Source passage:
****************************************

I had read about a book called The Man Who Would Be Queen, by a Northwestern University professor who believed that transwomen who were attracted to women were really confused fetishists, they wanted to be women to satisfy an autogynephilia. And though I first read about this book in the context of its debunkment and disparagement, I thought about the electricity of slipping on those tights, zipping up those boots, and a stream of guilt followed. Maybe this professor was right, and maybe I was only a fetishist. Not trans, just a misguided boy.

****************************************

Record excerpts:
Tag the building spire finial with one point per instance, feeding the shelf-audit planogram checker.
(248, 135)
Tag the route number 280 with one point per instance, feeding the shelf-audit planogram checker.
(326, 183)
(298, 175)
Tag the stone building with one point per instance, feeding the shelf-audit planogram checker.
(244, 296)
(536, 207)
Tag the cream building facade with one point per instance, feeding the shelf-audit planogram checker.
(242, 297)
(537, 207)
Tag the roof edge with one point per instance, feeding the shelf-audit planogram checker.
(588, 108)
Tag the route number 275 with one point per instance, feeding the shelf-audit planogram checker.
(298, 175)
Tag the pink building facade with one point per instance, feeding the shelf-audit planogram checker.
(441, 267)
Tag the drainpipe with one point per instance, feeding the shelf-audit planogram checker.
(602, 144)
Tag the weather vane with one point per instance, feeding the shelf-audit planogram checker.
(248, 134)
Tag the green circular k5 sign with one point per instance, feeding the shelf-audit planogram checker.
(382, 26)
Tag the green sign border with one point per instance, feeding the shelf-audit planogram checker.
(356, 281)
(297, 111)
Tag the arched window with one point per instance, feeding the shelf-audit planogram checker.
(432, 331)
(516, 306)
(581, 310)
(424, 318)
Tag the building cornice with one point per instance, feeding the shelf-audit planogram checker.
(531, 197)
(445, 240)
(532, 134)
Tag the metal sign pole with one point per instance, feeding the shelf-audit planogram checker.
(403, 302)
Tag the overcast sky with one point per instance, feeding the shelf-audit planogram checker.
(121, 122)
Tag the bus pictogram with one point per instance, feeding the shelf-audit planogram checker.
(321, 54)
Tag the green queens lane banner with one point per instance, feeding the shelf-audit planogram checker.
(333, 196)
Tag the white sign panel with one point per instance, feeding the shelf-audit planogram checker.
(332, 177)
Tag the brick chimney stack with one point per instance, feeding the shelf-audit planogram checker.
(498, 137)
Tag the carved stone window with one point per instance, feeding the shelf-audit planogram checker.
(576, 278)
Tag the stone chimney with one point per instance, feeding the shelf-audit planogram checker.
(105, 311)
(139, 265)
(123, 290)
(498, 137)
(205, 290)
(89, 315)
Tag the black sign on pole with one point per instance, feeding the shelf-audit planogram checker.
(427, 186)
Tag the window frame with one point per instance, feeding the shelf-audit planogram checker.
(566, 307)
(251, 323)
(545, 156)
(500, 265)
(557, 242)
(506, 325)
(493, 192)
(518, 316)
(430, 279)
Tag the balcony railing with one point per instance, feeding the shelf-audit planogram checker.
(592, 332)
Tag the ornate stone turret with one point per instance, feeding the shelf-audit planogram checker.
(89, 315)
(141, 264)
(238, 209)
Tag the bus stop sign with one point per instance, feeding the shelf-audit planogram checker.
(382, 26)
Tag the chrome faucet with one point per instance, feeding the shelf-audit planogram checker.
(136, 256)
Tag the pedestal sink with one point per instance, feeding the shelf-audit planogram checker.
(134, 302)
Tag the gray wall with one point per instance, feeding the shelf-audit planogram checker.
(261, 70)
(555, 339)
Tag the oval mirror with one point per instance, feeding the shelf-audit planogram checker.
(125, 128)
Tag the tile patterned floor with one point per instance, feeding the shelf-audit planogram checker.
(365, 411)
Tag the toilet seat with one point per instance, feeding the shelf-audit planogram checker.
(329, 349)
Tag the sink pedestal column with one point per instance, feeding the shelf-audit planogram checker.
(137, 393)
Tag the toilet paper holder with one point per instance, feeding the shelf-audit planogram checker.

****************************************

Requests:
[a] Reproduce the source passage starting at "I had read about" and ending at "a misguided boy.".
[b] Summarize the source passage in two sentences.

Full solutions:
[a]
I had read about a book called The Man Who Would Be Queen, by a Northwestern University professor who believed that transwomen who were attracted to women were really confused fetishists, they wanted to be women to satisfy an autogynephilia. And though I first read about this book in the context of its debunkment and disparagement, I thought about the electricity of slipping on those tights, zipping up those boots, and a stream of guilt followed. Maybe this professor was right, and maybe I was only a fetishist. Not trans, just a misguided boy.

[b] The writer recalls reading about The Man Who Would Be Queen, a book by a Northwestern University professor who believed that transwomen attracted to women were confused fetishists driven by autogynephilia. The writer first learned of the book through its debunking, but remembering the electricity of putting on tights and boots brought guilt and the worry of being only a fetishist and not trans.